- Study text:
[Start of section]
Ugandan politician (1946–2024)

Cecilia Barbara Atim Ogwal (6 December 1946 – 18 January 2024) was a Ugandan politician, businesswoman and at the same timemanagement consultant. She was also a Member of Parliament for Dokolo District Women's Constituency and a member of Uganda's legislature continuously from 1996 until her death.

==Background and education==
Cecilia Atim Ogwal was born in Dokolo District, British Protectorate of Uganda, on 6 December 1946. She attended local schools in Uganda. In 1967, at the age of 21, she was admitted to the University of East Africa in Nairobi (now known as the University of Nairobi) to study for a Bachelor of Commerce degree. She graduated from Nairobi University in 1970. She also held a Certificate in Human Resources Management from what was then called the Institute of Public Administration, but is now known as Uganda Management Institute. She held two other certificates; one in Christian-Based Values from the Haggai Institute, Singapore, and the other in Public-Private Partnership, from Australia.

==Career==
From 1979 until 1980, Ogwal worked at the Uganda Embassy in Kenya, as the liaison officer for Returning Ugandan Refugees. From 1980 until 1981, she worked as the operations manager at the Uganda Advisory Board of Trade. In 1982, she was one of the founders of Housing Finance Bank, working there until 1984. She served as the chairperson of Uganda Development Bank, from 1981 until 1986.

Ogwal became involved in Ugandan politics, serving as the Acting Secretary General of Uganda People's Congress (UPC) from 1985 to 1992. In 1994, she was part of the Constituent Assembly which drafted and promulgated the 1995 Ugandan Constitution. She remained a high-ranking official in the UPC political party until 2004. During the 2006 parliamentary elections, she lost her Lira Municipality seat to Jimmy Akena, the son of UPC founder Milton Obote. In 2011, Ogwal contested and won the Women's Representative seat for the newly created Dokolo District. This time she switched political parties and ran as a full member of the Forum for Democratic Change party.

==Parliamentary duties==
Ogwal was a member of parliamentary Committee of Physical Infrastructure in charge of overseeing and covering policy matters related to Lands, Housing, Urban development, Works and Transport, and Physical Planning. She was also a member of the budget committee.

==Personal life and death==
In 1969, at the age of 23, she won the "Miss Uganda" contest.

Ogwal was a married mother of seven natural children and several adopted ones. She died of cancer in India on 18 January 2024, at the age of 77.
[End of section]
- Using the information:
1. Reproduce the stretch of the article on Cecilia Atim Ogwal from "Cecilia Barbara Atim" through "until her death.".
2. Turn the paragraph of the article on Cecilia Atim Ogwal that begins "From 1979 until 1980" into a short list that keeps its main facts.

- Record extracts:
[Start of section]
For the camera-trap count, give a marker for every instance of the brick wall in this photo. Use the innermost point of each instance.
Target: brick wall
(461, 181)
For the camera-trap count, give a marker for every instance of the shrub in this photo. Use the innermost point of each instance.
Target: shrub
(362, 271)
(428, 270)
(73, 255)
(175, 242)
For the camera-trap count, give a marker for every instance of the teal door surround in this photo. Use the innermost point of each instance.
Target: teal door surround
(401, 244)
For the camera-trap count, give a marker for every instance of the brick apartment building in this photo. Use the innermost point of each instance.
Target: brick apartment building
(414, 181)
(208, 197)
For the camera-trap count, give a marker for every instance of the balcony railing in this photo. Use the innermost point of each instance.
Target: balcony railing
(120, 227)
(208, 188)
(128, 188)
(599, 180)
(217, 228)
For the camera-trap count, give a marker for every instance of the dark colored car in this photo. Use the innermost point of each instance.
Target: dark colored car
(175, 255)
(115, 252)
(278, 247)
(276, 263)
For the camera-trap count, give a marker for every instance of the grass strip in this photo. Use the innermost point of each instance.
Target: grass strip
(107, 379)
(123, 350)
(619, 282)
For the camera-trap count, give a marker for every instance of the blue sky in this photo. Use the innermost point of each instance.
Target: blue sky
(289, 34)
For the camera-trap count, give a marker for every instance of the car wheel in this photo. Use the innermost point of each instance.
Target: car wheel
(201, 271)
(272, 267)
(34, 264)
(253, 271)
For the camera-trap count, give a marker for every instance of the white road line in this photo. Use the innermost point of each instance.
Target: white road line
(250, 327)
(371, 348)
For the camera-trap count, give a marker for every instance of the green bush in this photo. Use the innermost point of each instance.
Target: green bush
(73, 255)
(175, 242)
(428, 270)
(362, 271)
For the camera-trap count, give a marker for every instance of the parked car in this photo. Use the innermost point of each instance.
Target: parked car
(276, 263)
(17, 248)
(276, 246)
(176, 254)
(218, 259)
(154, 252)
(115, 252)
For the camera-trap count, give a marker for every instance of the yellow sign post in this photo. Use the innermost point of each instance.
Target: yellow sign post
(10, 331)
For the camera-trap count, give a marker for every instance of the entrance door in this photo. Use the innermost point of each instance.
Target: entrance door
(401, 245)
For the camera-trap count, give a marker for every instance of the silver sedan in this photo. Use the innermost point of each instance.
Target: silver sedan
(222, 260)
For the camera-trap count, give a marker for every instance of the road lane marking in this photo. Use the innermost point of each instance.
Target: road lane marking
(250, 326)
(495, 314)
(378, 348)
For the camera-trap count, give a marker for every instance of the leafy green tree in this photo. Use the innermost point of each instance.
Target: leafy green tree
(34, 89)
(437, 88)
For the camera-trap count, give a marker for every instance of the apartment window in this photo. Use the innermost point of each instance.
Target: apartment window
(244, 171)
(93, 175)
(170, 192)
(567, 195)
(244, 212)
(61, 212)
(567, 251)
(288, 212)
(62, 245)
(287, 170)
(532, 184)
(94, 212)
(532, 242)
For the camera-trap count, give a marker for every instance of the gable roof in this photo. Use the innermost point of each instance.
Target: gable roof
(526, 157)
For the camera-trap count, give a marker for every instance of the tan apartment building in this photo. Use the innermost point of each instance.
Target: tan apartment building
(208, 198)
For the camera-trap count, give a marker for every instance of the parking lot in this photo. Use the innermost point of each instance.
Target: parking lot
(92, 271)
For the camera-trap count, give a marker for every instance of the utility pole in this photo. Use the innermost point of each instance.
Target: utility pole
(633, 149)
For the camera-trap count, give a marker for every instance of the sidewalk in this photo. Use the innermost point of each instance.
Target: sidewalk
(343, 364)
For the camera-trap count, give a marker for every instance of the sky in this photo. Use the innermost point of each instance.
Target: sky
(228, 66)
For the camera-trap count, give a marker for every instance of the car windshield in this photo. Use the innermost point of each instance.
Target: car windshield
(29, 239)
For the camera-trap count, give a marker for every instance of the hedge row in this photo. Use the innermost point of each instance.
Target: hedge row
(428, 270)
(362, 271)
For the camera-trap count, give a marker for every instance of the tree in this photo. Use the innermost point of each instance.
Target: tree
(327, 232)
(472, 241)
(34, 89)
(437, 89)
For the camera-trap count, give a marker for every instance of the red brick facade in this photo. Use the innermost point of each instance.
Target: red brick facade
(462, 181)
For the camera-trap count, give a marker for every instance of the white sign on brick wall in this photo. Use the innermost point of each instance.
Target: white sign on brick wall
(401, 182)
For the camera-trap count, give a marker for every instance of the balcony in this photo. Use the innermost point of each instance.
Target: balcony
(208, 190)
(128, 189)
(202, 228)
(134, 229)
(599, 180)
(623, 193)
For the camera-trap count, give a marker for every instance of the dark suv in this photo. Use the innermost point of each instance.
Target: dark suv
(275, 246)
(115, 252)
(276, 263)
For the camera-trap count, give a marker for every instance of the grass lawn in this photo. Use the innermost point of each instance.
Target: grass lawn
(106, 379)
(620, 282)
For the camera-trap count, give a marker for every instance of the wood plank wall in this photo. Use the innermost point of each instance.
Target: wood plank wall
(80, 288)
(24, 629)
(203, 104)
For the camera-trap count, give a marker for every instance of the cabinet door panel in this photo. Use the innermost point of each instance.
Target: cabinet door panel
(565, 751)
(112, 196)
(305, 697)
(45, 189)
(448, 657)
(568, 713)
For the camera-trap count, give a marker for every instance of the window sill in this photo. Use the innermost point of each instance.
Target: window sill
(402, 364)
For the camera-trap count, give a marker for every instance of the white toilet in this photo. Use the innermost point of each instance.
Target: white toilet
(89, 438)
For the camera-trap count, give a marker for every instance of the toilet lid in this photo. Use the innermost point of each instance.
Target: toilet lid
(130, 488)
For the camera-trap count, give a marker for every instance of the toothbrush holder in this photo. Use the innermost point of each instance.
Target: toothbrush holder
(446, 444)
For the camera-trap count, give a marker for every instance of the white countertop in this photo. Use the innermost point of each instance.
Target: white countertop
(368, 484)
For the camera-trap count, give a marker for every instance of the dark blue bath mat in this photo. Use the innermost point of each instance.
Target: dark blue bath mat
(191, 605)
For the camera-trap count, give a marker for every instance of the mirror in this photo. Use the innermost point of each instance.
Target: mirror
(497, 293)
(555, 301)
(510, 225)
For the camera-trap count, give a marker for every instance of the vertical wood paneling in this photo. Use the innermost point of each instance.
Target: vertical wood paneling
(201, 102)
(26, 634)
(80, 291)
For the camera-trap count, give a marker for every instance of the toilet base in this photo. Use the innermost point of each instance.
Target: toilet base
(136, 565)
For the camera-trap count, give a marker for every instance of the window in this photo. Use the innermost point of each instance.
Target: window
[End of section]
- Answers for the tasks:
1.
Cecilia Barbara Atim Ogwal (6 December 1946 – 18 January 2024) was a Ugandan politician, businesswoman and at the same timemanagement consultant. She was also a Member of Parliament for Dokolo District Women's Constituency and a member of Uganda's legislature continuously from 1996 until her death.

2.
- 1979–1980: liaison officer for Returning Ugandan Refugees at the Uganda Embassy in Kenya
- 1980–1981: operations manager at the Uganda Advisory Board of Trade
- 1982–1984: one of the founders of Housing Finance Bank, working there
- 1981–1986: chairperson of Uganda Development Bank